— EXERCISE BRIEF —
All entries below must be given again exactly as they stand.

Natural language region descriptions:
* * *

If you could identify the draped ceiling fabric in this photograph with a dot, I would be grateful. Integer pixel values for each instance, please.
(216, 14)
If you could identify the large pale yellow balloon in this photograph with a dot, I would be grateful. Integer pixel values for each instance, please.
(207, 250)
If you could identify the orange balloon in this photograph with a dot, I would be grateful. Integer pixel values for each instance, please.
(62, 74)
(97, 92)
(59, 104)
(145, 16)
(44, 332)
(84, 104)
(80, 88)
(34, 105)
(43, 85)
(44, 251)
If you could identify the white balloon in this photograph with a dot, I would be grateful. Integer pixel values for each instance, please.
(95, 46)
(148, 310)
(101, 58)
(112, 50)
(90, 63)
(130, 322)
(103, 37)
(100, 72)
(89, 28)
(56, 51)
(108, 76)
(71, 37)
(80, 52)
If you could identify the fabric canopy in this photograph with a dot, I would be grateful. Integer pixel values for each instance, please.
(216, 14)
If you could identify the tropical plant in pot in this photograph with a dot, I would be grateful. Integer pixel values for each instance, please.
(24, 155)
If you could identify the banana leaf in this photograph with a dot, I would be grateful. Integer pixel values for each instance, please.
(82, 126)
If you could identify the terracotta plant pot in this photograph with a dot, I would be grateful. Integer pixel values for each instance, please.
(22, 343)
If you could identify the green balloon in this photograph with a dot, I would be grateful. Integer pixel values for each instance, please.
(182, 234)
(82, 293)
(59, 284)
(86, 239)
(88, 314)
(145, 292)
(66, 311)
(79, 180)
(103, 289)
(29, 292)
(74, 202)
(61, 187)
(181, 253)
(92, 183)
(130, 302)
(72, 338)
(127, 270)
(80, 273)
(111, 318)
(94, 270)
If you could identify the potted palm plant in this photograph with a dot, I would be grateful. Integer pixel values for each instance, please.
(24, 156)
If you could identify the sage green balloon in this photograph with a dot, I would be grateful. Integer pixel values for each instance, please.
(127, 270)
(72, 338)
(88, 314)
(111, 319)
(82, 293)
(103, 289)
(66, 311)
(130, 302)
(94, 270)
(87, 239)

* * *

— SOLUTION FOR THIS EXERCISE —
If you could identify the draped ceiling fabric in this photograph with a dot, I would be grateful. Integer pixel values for each instance, please.
(216, 14)
If you could identify the large pale yellow balloon in this photograph with a dot, I would be grateful. Integer pixel values for each instance, please.
(207, 250)
If you could identify the orange balloon in this photograph with a dot, I would be grateful. Integer pixel values for each instance, please.
(62, 74)
(97, 92)
(59, 104)
(145, 16)
(44, 332)
(84, 104)
(80, 88)
(34, 105)
(43, 85)
(44, 251)
If you could identify the white balloon in this photograph with a dot, I would be grateful. Integer pixel values for each instance, please.
(95, 46)
(148, 310)
(101, 58)
(112, 50)
(90, 63)
(130, 322)
(103, 37)
(100, 72)
(89, 28)
(56, 51)
(108, 76)
(71, 37)
(80, 52)
If you could identify the fabric canopy in this photograph with a dot, I would be grateful. Integer pixel values for each instance, please.
(216, 14)
If you could identify the tropical plant in pot in this photograph with a dot, I would be grateful. Integer pixel values for each instance, please.
(24, 155)
If you could identify the banana leaf in this photograph with a dot, I would be grateful. Integer pixel values for each instance, please.
(82, 126)
If you could identify the terracotta plant pot in this photograph with a dot, I would be grateful. Integer pixel values for each instance, please.
(22, 343)
If you could identify the green balloon in this photograph with a dot, I would be grateful. Integer pixel values for each instance, please.
(182, 234)
(82, 293)
(59, 284)
(86, 239)
(88, 314)
(145, 292)
(66, 311)
(79, 180)
(103, 289)
(29, 292)
(74, 202)
(61, 187)
(181, 253)
(92, 183)
(130, 302)
(72, 338)
(127, 270)
(80, 273)
(111, 318)
(94, 270)
If you could identify the potted palm plant in this photograph with a dot, I would be grateful. Integer pixel values for each instance, please.
(24, 156)
If you could identify the sage green balloon in this photograph with a dot, I would be grateful. Integer pixel values for each instance, please.
(127, 270)
(72, 338)
(88, 314)
(111, 319)
(82, 293)
(103, 289)
(66, 311)
(130, 302)
(94, 270)
(87, 239)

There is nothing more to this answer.